(Records to process Opens)
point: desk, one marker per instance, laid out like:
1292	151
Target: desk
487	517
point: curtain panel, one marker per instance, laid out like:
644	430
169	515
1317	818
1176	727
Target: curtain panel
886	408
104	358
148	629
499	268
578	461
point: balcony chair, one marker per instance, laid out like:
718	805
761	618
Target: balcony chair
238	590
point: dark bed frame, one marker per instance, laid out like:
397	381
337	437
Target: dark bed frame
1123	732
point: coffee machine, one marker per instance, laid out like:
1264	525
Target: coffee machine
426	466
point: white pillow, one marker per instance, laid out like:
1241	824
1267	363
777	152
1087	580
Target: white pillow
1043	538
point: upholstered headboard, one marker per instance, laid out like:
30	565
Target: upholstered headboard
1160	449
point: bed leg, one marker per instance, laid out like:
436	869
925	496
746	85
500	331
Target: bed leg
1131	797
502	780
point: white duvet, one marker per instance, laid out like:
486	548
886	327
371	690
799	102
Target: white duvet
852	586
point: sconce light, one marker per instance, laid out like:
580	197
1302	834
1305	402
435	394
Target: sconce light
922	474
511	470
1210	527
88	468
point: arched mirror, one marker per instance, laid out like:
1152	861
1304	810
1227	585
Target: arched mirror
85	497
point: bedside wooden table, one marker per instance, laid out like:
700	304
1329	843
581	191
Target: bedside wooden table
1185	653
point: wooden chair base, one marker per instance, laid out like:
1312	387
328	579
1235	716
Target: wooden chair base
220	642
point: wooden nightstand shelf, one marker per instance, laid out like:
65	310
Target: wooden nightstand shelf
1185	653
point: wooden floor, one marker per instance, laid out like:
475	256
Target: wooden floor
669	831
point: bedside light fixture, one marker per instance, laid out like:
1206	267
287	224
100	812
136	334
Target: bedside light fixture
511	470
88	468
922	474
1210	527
(Records to process Closes)
Work to complete :: For this exercise, output the entries above exactly as written.

Result for this task ::
point: desk, one marker per instance, laid out like:
1292	151
Target: desk
487	517
point: curtain panel, one marker per instance, laid out like:
644	430
169	515
1317	818
1176	727
Target: curtain panel
886	408
104	358
148	629
499	268
578	461
point: balcony chair, one marker per instance, laid out like:
718	805
761	618
Target: balcony chair
238	590
point: dark bed frame, one marker per instance, laid out like:
397	381
337	437
Target: dark bed frame
1123	732
point: coffee machine, one marker per instance, laid out like:
1264	525
Target: coffee machine
426	466
point: white pillow, one marker per instance, laid out like:
1241	824
1267	363
777	152
1087	580
Target: white pillow
1043	538
point: upholstered headboard, one marker per instance, laid out like:
30	565
Target: upholstered headboard
1160	449
point: bed leg, one marker per instance, laid out like:
436	869
925	496
746	85
500	331
Target: bed leg
1131	797
502	780
point: white duvet, one marker per instance, laid out like:
486	548
886	327
371	690
799	102
Target: white duvet
852	586
point: sconce light, one marker per instance, laid out like:
580	197
1302	834
1305	402
435	394
Target: sconce light
922	474
511	470
1210	527
88	468
point: arched mirror, one marker per instance, laid out like:
1152	861
1304	810
1227	585
Target: arched mirror
85	497
point: bedside wooden table, one marker per instance, laid out like:
700	304
1329	843
581	191
Target: bedside wooden table
1185	653
point: wooden chair base, one marker per instance, laid out like:
1312	387
328	579
1235	716
Target: wooden chair base
220	642
point: wooden nightstand shelf, one marker per instance, laid out like:
65	310
Target: wooden nightstand shelf
1185	653
point: wooden floor, one marker per instance, laid out like:
475	256
Target: wooden floor
669	831
point: bedside light fixture, one marker per instance, laid out like:
1206	267
287	224
100	812
136	334
Target: bedside light fixture
511	470
88	468
922	474
1210	527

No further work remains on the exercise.